▶ Exercise: Return every line of the listing below that contains the string "splash", copying each matching line in full.

▶ Material provided:
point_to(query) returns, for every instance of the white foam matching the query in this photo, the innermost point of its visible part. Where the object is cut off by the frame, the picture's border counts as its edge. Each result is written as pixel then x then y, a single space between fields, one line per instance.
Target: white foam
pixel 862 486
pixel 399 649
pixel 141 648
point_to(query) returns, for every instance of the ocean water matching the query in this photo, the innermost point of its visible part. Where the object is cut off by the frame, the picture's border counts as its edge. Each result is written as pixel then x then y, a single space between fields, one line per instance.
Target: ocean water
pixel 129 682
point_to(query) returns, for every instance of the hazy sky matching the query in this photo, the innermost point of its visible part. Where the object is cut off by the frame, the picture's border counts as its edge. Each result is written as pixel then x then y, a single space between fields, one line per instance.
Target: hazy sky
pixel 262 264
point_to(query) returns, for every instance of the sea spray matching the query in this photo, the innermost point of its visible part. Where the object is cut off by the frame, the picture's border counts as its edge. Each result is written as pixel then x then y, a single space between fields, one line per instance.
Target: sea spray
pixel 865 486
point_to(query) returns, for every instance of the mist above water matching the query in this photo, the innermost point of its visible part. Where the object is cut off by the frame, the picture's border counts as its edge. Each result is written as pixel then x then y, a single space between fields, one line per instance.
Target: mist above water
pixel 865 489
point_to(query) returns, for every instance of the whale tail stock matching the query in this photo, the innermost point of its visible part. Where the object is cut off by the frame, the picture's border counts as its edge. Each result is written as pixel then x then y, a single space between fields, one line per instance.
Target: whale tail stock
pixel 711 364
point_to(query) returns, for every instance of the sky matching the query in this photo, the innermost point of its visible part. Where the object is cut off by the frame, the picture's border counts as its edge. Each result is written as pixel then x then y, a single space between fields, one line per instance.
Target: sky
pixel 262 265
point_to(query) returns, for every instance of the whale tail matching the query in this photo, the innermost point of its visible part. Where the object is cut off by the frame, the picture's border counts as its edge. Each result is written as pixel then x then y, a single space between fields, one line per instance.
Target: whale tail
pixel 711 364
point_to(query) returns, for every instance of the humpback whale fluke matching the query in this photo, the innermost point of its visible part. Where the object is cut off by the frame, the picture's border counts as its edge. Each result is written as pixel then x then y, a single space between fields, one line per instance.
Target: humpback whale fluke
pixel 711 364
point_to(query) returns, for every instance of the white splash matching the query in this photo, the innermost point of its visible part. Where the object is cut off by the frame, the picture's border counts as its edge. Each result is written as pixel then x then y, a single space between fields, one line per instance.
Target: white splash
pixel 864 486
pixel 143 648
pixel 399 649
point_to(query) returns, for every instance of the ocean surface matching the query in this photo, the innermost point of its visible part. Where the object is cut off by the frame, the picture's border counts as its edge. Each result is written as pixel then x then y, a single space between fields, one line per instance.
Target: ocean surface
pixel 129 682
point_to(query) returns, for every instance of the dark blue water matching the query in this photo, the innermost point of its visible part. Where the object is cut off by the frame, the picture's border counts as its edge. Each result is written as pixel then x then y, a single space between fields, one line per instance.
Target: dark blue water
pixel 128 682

==

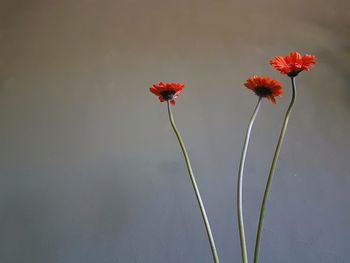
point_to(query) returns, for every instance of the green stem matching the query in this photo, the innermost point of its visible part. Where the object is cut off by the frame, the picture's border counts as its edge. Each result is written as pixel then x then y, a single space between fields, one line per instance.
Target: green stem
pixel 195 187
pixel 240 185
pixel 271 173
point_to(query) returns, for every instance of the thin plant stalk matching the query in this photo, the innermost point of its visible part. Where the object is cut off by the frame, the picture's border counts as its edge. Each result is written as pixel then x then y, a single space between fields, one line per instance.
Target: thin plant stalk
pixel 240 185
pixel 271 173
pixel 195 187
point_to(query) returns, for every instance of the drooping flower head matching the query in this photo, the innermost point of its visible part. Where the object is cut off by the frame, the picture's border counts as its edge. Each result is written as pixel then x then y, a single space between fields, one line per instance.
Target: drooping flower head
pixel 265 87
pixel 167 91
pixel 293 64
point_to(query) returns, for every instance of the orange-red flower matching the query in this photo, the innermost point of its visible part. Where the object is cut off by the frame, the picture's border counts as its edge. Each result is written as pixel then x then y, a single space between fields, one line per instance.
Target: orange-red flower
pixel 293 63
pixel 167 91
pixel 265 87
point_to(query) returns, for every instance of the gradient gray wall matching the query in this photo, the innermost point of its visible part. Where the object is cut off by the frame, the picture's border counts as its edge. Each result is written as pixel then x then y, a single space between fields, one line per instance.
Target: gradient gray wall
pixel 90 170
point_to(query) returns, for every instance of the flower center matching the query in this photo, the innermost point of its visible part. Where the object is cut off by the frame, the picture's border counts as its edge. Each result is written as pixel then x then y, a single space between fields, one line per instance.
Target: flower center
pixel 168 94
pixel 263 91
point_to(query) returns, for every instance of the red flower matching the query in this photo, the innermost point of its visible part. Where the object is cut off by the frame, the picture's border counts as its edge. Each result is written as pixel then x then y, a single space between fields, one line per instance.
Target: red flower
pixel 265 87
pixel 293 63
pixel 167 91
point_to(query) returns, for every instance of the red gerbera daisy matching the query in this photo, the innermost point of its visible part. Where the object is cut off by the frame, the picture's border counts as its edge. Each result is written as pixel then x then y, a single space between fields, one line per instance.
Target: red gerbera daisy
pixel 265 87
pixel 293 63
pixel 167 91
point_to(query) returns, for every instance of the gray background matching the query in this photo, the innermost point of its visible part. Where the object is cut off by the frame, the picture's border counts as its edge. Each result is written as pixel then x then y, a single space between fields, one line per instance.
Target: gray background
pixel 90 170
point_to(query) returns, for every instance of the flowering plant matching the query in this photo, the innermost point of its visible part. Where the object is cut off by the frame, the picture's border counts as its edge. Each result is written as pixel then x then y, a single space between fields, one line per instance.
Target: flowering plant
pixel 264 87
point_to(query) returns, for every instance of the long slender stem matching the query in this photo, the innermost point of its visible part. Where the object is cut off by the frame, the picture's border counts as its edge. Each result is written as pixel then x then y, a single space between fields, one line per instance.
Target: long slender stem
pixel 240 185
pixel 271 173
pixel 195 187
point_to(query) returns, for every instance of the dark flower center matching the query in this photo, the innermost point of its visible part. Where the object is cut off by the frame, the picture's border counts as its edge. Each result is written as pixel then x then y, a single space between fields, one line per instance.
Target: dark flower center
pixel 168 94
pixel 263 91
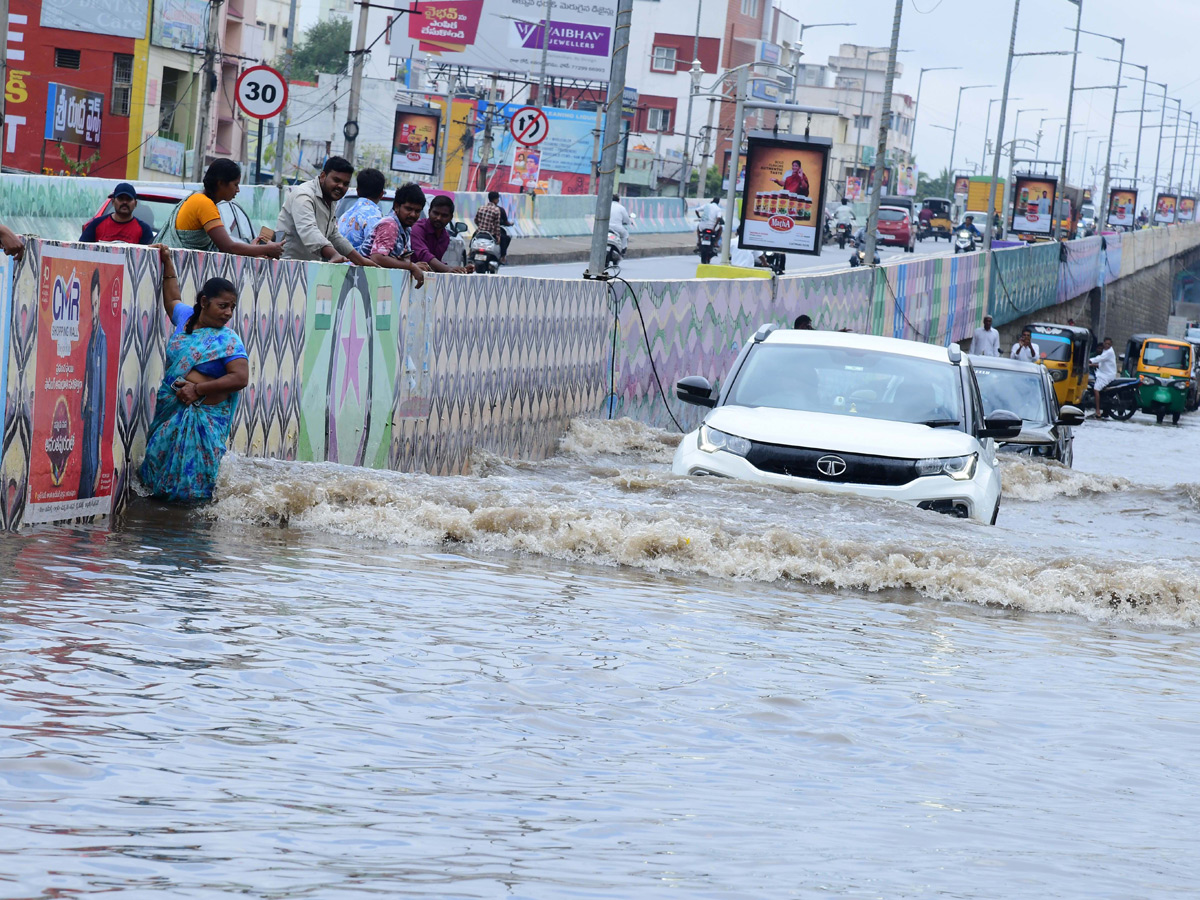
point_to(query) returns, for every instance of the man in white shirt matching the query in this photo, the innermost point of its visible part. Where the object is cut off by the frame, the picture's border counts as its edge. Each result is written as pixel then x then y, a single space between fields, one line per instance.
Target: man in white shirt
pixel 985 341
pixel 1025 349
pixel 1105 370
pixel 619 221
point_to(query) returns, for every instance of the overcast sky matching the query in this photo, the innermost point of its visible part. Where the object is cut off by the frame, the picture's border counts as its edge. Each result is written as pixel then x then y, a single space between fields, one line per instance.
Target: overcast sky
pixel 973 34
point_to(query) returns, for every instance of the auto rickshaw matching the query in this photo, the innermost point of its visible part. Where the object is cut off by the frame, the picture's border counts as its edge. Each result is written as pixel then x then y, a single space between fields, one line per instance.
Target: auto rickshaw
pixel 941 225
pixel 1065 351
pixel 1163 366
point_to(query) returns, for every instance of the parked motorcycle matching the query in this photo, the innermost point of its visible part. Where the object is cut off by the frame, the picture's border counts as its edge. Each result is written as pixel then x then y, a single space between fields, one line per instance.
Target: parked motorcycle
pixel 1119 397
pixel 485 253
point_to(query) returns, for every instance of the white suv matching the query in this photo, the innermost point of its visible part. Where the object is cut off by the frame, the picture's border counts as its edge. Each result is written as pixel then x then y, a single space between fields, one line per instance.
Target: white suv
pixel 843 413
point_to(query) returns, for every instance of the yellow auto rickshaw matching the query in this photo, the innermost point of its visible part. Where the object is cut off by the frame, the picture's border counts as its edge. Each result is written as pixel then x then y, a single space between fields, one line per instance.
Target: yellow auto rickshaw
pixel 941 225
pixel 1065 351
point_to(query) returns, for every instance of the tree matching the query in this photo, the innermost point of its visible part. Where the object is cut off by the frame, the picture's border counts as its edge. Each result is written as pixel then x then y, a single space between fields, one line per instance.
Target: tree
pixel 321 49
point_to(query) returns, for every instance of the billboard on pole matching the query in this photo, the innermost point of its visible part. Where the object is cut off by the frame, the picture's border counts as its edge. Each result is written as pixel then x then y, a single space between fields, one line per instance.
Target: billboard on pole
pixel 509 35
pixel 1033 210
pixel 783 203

▶ Answer to this task:
point_to(query) returns, for every instance of the white splash matching the query in this photo, the innermost point of its visible part. Where the object is cut off by the frame, the picture's border counts as its edge. Each result is written as pixel then x then y, a single space between fields, one line per instance.
Target: white splash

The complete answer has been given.